» Records:
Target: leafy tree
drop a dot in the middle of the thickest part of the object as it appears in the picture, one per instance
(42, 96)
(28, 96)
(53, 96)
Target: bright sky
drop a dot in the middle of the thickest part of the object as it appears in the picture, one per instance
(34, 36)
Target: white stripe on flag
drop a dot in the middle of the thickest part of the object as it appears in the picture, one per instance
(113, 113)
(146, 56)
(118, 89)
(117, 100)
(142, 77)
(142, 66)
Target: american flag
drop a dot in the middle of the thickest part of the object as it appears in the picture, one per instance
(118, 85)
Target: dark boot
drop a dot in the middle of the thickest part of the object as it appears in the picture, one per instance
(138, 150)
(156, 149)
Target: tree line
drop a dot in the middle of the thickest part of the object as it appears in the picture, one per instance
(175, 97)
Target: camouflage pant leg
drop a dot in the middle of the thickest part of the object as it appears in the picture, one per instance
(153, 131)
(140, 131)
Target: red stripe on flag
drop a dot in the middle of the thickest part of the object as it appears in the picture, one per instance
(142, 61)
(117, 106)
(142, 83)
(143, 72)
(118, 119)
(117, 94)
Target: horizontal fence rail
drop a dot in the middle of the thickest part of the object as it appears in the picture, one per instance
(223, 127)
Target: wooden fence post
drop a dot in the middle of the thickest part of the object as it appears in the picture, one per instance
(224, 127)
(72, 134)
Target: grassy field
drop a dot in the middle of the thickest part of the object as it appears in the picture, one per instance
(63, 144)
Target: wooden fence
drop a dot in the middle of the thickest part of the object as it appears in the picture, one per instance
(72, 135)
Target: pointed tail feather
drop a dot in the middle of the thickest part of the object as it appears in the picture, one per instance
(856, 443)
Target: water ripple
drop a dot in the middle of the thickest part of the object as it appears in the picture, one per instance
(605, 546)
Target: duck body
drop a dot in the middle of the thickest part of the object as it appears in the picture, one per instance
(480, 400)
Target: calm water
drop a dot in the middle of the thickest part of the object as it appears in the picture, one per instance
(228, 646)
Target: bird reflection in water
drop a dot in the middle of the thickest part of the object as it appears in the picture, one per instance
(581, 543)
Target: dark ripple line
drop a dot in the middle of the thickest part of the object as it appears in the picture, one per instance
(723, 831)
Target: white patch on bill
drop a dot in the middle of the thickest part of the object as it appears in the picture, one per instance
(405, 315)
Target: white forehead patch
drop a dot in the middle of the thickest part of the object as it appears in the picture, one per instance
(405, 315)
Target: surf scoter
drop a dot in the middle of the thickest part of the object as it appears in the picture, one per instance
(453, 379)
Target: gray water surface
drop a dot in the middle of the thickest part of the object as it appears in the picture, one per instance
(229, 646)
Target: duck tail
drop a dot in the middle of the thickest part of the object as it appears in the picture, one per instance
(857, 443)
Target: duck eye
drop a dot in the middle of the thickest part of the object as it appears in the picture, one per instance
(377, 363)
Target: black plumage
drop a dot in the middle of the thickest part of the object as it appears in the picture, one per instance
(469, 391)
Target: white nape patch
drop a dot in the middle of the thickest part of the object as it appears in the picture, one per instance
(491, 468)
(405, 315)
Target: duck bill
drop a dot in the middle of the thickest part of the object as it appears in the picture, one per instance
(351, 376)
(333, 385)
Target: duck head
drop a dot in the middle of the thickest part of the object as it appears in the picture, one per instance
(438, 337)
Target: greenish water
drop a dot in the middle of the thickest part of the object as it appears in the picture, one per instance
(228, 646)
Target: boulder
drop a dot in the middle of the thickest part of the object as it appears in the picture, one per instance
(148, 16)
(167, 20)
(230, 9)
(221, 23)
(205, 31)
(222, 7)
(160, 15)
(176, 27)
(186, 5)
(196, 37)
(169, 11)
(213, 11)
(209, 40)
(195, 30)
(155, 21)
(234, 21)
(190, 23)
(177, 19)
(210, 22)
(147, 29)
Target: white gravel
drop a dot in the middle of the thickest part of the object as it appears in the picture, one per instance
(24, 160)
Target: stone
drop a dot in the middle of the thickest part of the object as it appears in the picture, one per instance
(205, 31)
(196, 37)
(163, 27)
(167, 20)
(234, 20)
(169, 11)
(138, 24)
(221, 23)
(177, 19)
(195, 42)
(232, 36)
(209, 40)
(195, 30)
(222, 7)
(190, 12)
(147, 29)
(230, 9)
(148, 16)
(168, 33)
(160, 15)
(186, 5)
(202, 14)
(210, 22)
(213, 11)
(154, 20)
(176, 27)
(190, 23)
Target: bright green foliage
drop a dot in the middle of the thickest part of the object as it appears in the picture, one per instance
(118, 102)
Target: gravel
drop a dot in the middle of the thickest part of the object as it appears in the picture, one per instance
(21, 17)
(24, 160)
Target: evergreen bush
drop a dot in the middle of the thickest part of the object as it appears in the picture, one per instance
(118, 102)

» Instructions to follow: Reproduce the material verbatim, line by line.

» Complete response:
Target: leafy tree
drop a dot in the middle of the thickest part of the object as it appears in the picture, one per instance
(42, 96)
(28, 96)
(53, 96)
Target: bright sky
drop a dot in the middle of the thickest part of the object as it appears in the picture, one per instance
(34, 36)
Target: white stripe on flag
drop a dot in the middle of the thickest part of the object as it appears in the picture, one per instance
(113, 113)
(146, 56)
(118, 89)
(117, 100)
(142, 77)
(142, 66)
Target: american flag
drop a dot in the middle of the thickest part of the object as it appears in the picture, one per instance
(118, 85)
Target: dark boot
drop a dot in the middle of the thickest part of the object as it appears in the picture, one per instance
(138, 150)
(156, 149)
Target: tree line
drop a dot in the middle of the thickest part of the object as it appears in the picture, one per instance
(175, 97)
Target: camouflage pant leg
drop a dot in the middle of the thickest part of the object as it appears in the picture, one per instance
(153, 131)
(140, 131)
Target: red stripe on flag
drop a dot in the middle of the thickest part of the object as it appears in the picture, one per instance
(142, 61)
(117, 106)
(142, 83)
(143, 72)
(118, 119)
(117, 94)
Target: horizontal fence rail
drop a dot in the middle of the thickest part of the object as it appears in the picture, one per instance
(223, 127)
Target: wooden fence post
drop a dot in the middle of the thickest part of the object as it appears in the picture, one per instance
(224, 127)
(72, 134)
Target: grassy field
drop a dot in the middle of the thickest part of the object as it appears in the picture, one per instance
(63, 144)
Target: wooden fence
drop a dot in the middle of the thickest part of the object as it appears in the picture, one per instance
(72, 135)
Target: pointed tail feather
drop a dot in the middle of the thickest part of the object as it appears in the picture, one per instance
(856, 443)
Target: water ripple
drop a dot in the middle of the thickest part of the object as it appears in the picture, one per instance
(605, 546)
Target: duck body
drop a dot in the middle of the thickest part of the object as it appears in the picture, one per instance
(480, 400)
Target: calm water
drop a dot in the middle of the thickest part of the object as it appears in the picture, one per instance
(228, 646)
Target: bird reflection in water
drop a dot in the middle of the thickest part of the object as it appears in the picture, one per instance
(581, 543)
Target: dark ripple line
drop a dot in the middle of the thickest part of the object as it appears in the picture, one per instance
(723, 831)
Target: white patch on bill
drop a dot in the middle of the thickest part of the object as it appears in the picture, one per instance
(405, 315)
Target: white forehead patch
drop a dot in the middle of the thickest part of the object as it appears in the picture, one per instance
(405, 315)
Target: surf scoter
drop a dot in the middle of the thickest part of the object as it appears in the picture, one per instance
(453, 379)
Target: gray water surface
drop a dot in the middle of the thickest part of the object as it appears in the picture, one per instance
(229, 646)
Target: duck tail
drop a dot in the middle of the thickest part of the object as it appears in the picture, one per instance
(857, 443)
Target: duck eye
drop a dot in the middle of the thickest part of the object as it appears in the picture, one per instance
(377, 363)
Target: black plumage
drop a dot in the middle of the thickest part of the object as it appears in the picture, one per instance
(469, 391)
Target: white nape patch
drop a dot in the middle of the thickest part of the object as it appears in the picture, one per instance
(491, 468)
(405, 315)
Target: duck bill
drop a dot in the middle of the thickest part of the object as it appears in the picture, one per instance
(351, 376)
(333, 385)
Target: duck head
drop a dot in the middle of the thickest part of the object as it appears in the picture, one per instance
(438, 337)
Target: greenish water
drop a dot in the middle of the thickest part of the object as it appears in the picture, one per instance
(228, 646)
Target: boulder
drop a dot in the middle of the thickest part of the object as it appears in the picture, one per instance
(148, 16)
(167, 20)
(230, 9)
(221, 23)
(205, 31)
(222, 7)
(160, 15)
(176, 27)
(186, 5)
(196, 37)
(169, 11)
(213, 11)
(209, 40)
(195, 30)
(155, 21)
(234, 21)
(190, 23)
(177, 19)
(210, 22)
(147, 29)
Target: white gravel
drop a dot in the middle of the thickest part of the object as it appears in the picture, one per instance
(24, 160)
Target: stone
drop a dot in the middle of the thickest part of the object as it appears in the picture, one per instance
(205, 31)
(196, 37)
(163, 27)
(167, 20)
(234, 20)
(169, 11)
(138, 24)
(221, 23)
(177, 19)
(195, 42)
(232, 36)
(209, 40)
(195, 30)
(222, 7)
(190, 12)
(147, 29)
(230, 9)
(148, 16)
(168, 33)
(160, 15)
(186, 5)
(202, 14)
(210, 22)
(213, 11)
(154, 20)
(176, 27)
(190, 23)
Target: bright green foliage
drop a dot in the middle of the thickest part of the object as it appears in the picture, one per instance
(118, 102)
Target: gravel
drop a dot in the middle of the thickest part of the object as it appears in the picture, one per instance
(21, 17)
(24, 160)
Target: evergreen bush
drop a dot in the middle of the thickest part of the object as it appears in the picture, one per instance
(118, 102)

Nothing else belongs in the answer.